Daily Development for Tuesday, April 20, 2004
by: Patrick A. Randolph, Jr.
Elmer F. Pierson Professor of Law
UMKC School of Law
Of Counsel: Blackwell Sanders Peper Martin Kansas City, Missouri dirt@umkc.edu

ESCROWS; INSTRUCTIONS: Where escrow instructions do not compel escrow agent to deliver earnest money to seller upon buyer’s default, but simply state that agent shall hold monies “for the mutual benefit of the parties,” broker/escrow agent had no authority to release funds to seller without buyer’s consent even where it is apparent that the buyer has not closed and no contingencies remain to be satisfied, notwithstanding the fact that the contract supports seller’s claim to the earnest money as liquidated damages upon buyer’s failure to perform.

International Capital Corp. V. Moyer, 2004 WL 438976 (3/10/04) (not yet released for publication.)

Broker showed property to seller, which entered into a contract to buy. The case does not make clear what agency relationship the broker had with any of the parties. The contract provided that earnest money would be forfeited as liquidated damages should buyer fail to close. The parties agreed, upon the urging of the broker, that the broker would serve as escrow of the earnest money. The contract provided simply that the broker would hold the earnest money as escrow “for the mutual benefit of the parties.”

Over time, buyer, which was trying to put together an investment group, asked for a number of extensions, each time increasing the amount of the escrow. In letters relating to these extensions, it stated that the money in the escrow was not to be released without its consent.

Ultimately, the final extension period ran out and buyer had not closed, although it still was trying to put together its investors. Seller was tolerant of this for a while, but ultimately found another buyer and pressed the broker to release to it the earnest money, as the time for closing had long since passed and there were no contingencies to buyer’s duty to close. Broker, concluding that the seller had a right to the money under the terms of the contract, transferred the money to seller, even though broker new that buyer would object and intended that the earnest money not be transferred without its prior consent.

Buyer sued for breach of fiduciary duty, and the trial court held for the defendant broker and ordered restoration of the money to the buyer from the broker.. (Broker had an indemnification agreement from the seller.) The appeals court here affirmed that the release of the monies was wrongful, but remanded on the question of damages. As to the latter point, the court concluded that if indeed the seller was entitled to the earnest money under the contract, then the buyer suffered no damages as a consequence of the release (except possibly a small amount of interest, because ultimately a court would have order the release anyway.

The court noted that the earnest money agreement and the sale agreement are separate. Where no contract requires otherwise, the buyer is free to require that, even if in fact he owes the earnest money as liquidated damages, the court make such a determination, and not the escrow agent. That was the case here. The buyer had signed no agreement providing for the forfeiture of the earnest money, and in fact had made a point of maintaining that it objected to any such release by the escrowee/broker. The reason for this was not to resist the forfeiture so much as to keep the deal alive so that the broker could continue efforts to put together its own investment group.

PROVIDED RECORDS>
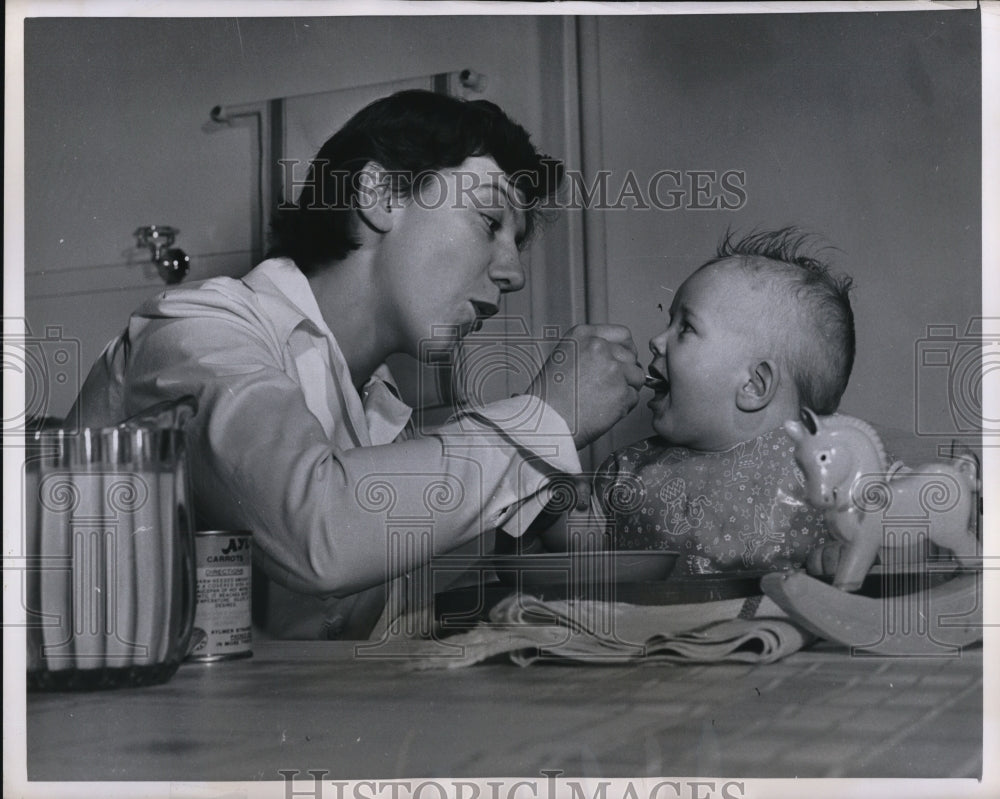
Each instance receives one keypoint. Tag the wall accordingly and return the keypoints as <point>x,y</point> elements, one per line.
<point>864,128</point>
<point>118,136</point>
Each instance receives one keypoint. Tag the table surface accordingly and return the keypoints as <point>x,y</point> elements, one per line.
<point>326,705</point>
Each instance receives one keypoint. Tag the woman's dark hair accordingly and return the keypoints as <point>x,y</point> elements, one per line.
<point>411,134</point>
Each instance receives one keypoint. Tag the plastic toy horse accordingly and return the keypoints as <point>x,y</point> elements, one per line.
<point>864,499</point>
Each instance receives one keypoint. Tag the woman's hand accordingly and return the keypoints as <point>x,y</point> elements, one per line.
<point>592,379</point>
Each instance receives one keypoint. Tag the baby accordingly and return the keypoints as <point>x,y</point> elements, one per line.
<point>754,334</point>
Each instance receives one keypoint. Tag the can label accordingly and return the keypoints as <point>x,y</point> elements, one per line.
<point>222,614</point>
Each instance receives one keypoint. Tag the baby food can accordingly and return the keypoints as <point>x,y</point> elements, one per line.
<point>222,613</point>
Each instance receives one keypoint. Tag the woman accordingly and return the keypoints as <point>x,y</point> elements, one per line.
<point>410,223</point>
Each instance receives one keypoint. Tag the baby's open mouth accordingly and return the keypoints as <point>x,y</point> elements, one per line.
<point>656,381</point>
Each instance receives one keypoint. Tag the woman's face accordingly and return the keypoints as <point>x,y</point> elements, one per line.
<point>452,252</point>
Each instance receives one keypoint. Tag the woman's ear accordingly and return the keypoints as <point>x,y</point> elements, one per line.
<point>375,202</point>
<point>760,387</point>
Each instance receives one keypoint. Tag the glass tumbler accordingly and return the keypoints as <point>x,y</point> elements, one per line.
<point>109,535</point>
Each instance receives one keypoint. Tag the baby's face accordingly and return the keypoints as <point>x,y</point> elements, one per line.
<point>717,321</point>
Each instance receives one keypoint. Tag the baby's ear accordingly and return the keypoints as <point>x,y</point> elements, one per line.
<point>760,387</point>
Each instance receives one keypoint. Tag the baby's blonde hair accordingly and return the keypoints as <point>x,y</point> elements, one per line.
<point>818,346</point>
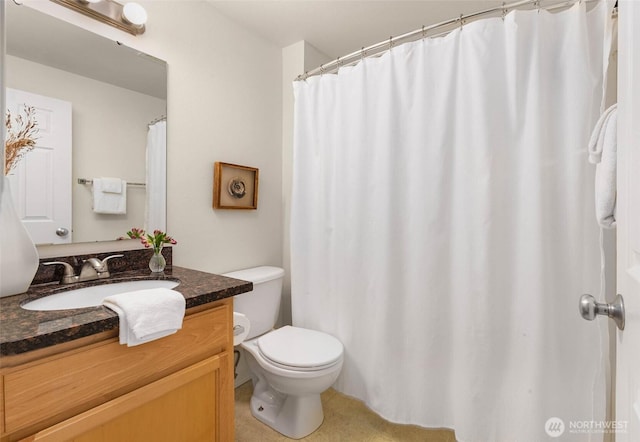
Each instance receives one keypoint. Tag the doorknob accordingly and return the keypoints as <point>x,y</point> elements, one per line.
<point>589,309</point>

REQUESTS>
1) In the escrow case summary, what did the buyer state in its letters about the extensions?
2) Carry on the escrow case summary from the point where it stops.

TASK-BY-TASK ANSWERS>
1) It stated that the money in the escrow was not to be released without its consent.

2)
The court ruled that although the escrowee acted wrongfully in releasing the funds, it would remand to the trial court for a reevaluation of the damages remedy. It noted that if indeed that seller stood to forfeit the earnest money when a court reviewed the question, then the buyer had suffered very little damages by the forfeiture. Here, it appeared that there were no excuses and the buyer really did stand to forfeit, so the court remanded for a redetermination of the damages.

Comment 1: If the broker had not released the escrow monies, there might not have been another sale. Those monies may have been critical to make the deal. The result would be that the buyer would have had a bit longer to put together its own deal, and might have succeeded. And the seller may have agreed to go along, even though it didn’t have to. So it’s not a bit clear to the editor that the damages need to be redetermined. But we don’t know enough about the other deal.

Comment 2: So the sloppy escrow agent may have dodged a bullet here. It won’t always be that easy. Most lawyers advise escrow agents caught in this pickle: “When in doubt, interplead.” You don’t need agreement to interpleader in advance to use the remedy. You just have to be a stakeholder of a disputed stake.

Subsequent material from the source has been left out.